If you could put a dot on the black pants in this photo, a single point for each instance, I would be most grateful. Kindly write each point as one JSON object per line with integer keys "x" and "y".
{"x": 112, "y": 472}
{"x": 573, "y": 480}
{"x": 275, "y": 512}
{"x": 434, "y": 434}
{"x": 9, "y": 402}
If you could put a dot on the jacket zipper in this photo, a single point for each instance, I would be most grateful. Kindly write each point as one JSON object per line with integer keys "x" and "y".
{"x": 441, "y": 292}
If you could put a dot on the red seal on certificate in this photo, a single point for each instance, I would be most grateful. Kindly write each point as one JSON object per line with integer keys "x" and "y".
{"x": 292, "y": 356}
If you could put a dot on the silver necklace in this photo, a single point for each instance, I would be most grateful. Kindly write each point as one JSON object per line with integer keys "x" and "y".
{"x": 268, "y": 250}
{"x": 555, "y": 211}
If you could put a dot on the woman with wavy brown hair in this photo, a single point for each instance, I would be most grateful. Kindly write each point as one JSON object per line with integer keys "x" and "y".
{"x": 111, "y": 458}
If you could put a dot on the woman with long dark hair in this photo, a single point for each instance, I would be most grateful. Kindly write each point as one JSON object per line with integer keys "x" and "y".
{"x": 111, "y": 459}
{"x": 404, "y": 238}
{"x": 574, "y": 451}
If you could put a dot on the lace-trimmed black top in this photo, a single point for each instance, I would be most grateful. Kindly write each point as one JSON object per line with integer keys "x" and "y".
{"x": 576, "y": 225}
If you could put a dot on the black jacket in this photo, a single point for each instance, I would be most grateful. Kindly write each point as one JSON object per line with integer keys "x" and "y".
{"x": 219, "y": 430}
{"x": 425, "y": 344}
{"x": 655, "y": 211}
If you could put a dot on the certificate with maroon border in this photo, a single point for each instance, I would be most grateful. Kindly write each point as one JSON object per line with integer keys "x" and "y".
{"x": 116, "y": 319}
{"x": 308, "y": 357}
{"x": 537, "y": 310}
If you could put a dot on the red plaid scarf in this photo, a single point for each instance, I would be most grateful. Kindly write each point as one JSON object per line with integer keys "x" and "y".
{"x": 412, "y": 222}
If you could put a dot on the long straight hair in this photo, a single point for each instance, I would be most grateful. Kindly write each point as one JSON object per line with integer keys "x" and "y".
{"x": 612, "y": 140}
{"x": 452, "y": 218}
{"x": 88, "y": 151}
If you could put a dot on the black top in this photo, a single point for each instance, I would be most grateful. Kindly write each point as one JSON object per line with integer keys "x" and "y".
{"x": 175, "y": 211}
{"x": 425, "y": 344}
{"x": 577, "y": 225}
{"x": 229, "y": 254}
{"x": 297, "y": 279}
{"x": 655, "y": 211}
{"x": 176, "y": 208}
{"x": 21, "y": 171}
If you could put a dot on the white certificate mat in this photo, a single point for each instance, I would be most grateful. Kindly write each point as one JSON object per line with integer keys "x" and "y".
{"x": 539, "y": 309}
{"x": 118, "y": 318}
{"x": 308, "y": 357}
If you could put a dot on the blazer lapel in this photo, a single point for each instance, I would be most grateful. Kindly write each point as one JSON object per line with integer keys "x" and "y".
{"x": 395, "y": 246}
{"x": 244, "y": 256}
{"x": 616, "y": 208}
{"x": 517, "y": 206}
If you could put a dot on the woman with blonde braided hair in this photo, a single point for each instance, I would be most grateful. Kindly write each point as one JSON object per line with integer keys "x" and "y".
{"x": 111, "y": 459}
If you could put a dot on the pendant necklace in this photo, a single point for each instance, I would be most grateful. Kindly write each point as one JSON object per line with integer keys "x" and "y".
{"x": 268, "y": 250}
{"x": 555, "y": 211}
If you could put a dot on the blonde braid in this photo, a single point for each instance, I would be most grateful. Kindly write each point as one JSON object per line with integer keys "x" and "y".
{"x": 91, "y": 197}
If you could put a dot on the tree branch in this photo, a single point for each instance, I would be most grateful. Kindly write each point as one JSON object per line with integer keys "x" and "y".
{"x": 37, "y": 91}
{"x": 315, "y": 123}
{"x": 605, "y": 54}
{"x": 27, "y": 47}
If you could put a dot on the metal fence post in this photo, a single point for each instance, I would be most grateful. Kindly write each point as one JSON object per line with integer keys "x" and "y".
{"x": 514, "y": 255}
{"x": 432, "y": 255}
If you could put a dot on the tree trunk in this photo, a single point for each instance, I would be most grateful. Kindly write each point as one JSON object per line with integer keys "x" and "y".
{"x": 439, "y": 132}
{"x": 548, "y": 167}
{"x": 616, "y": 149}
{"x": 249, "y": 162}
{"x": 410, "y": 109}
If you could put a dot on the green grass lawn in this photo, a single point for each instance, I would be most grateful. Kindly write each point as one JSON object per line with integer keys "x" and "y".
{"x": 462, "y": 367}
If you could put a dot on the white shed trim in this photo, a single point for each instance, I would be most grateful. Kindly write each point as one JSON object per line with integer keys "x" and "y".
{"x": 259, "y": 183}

**WHAT THE TASK ASKS**
Rewrite the rows from the one containing "If you could put a dot on the blonde" through the last row, swapping "put a dot on" for "mark" wherever it occurs and changing nothing else.

**COMPLETE OUTPUT**
If you could mark the blonde braid in this photo, a single point for each instance, I would be most grateful. Kindly write each point as one JSON object per line with integer keys "x" and "y".
{"x": 91, "y": 197}
If you could mark the tree branch in this photo, a single point for each instance, I would be most grateful. Kindly write each point as one JSON object per line with integer keys "x" and "y".
{"x": 37, "y": 91}
{"x": 315, "y": 123}
{"x": 605, "y": 54}
{"x": 27, "y": 47}
If you could mark the metal fence post in this photo, a single point for each instance, I would be most grateful. Kindly write each point as one JSON object per line with integer keys "x" and "y".
{"x": 514, "y": 255}
{"x": 432, "y": 255}
If you could mark the tree trunk in this photo, a single point for each instance, I would be most grateful. Kindly write each point as one JSON object per line with integer keys "x" and "y".
{"x": 439, "y": 132}
{"x": 548, "y": 167}
{"x": 616, "y": 149}
{"x": 249, "y": 162}
{"x": 410, "y": 109}
If you could mark the green grass lawn in this photo, a single point for each instance, I would be most grateful. Kindly write each point as one JSON object per line with integer keys "x" and "y".
{"x": 462, "y": 367}
If you could mark the white shed trim in this photo, a single point for each instance, I would be most grateful. Kindly write each point as one JSON object per line with integer keys "x" and "y".
{"x": 259, "y": 183}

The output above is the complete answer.